[Dataset excerpts]
_ _ _ _ _
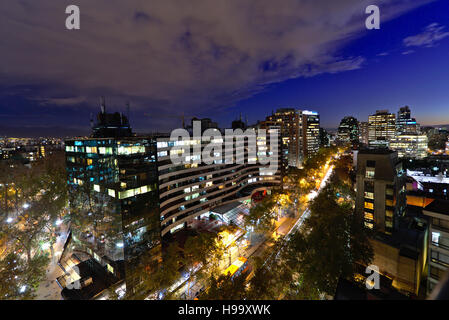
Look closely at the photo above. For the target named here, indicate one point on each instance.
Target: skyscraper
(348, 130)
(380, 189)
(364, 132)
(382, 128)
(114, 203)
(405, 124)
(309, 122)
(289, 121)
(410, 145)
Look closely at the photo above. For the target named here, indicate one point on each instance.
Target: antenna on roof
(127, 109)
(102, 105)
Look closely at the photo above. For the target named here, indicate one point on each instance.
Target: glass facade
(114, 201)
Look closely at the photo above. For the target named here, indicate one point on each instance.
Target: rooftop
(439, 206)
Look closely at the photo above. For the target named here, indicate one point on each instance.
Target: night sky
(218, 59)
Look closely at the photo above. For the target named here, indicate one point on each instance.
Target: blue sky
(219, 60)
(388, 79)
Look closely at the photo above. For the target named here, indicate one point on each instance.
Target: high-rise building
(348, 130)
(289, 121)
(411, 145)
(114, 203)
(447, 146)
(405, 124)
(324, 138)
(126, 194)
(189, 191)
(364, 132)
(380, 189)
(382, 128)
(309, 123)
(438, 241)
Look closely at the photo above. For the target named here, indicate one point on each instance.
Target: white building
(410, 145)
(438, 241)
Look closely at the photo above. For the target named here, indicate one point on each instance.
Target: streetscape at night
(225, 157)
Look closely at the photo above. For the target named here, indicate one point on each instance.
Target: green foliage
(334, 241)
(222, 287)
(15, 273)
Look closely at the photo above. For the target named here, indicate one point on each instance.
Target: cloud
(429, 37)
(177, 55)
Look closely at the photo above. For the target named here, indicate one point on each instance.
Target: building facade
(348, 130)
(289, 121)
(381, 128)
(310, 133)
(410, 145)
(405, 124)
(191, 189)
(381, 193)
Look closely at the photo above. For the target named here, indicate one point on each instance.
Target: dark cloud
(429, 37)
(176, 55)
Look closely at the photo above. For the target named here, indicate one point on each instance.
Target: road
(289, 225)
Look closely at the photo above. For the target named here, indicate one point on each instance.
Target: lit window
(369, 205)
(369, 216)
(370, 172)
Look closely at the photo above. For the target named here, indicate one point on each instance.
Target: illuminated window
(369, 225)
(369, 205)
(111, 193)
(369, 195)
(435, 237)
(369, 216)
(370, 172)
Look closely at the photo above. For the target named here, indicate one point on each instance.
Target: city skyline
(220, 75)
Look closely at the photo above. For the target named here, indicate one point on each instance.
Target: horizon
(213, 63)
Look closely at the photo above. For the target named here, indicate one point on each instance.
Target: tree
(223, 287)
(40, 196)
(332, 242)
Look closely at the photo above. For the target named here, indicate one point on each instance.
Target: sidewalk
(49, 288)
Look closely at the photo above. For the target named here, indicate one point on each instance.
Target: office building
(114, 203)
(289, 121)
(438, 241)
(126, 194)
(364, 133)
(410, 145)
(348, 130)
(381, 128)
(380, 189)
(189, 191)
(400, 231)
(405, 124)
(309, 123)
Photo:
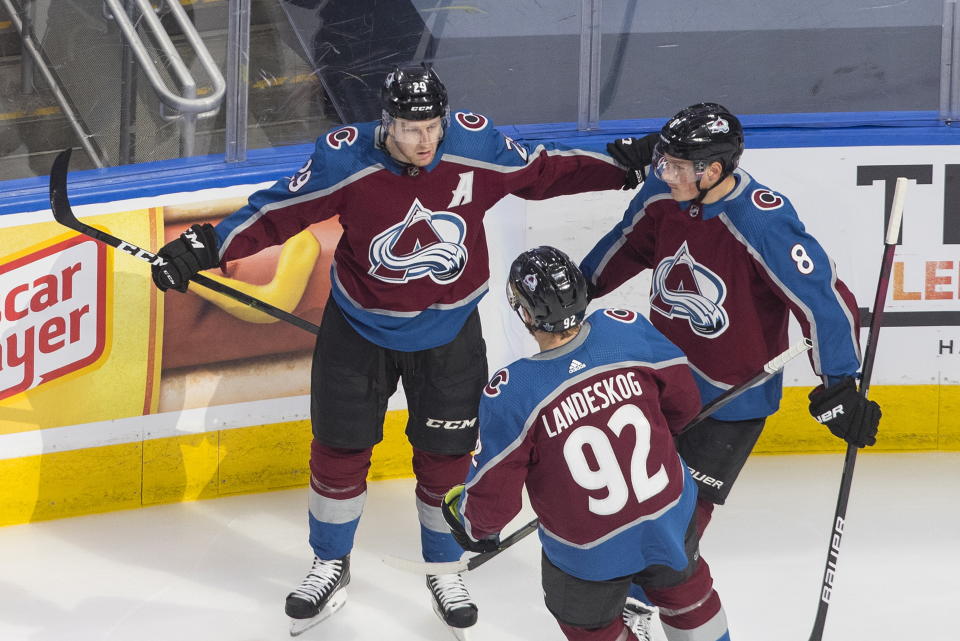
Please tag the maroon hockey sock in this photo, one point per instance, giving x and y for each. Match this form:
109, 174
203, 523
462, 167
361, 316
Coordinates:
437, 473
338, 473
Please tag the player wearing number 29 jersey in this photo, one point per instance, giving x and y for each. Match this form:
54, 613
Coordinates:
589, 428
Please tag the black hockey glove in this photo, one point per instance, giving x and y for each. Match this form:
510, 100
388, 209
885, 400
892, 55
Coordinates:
_ _ _ _ _
WHAT NEEDS TO BE DONE>
Among the entries above, which lines include "this"? List them all.

WRITTEN RESPONSE>
Please tag the maroon hockey sock in this photo, one point per instance, giving x and y for each. Match this form:
Please tag the player wearing number 29 jersey in this photo, one point per instance, giving x and y for each. Match this form:
Please tag the black hockey glove in this photo, one point per instance, giving x and y for each. Match this form:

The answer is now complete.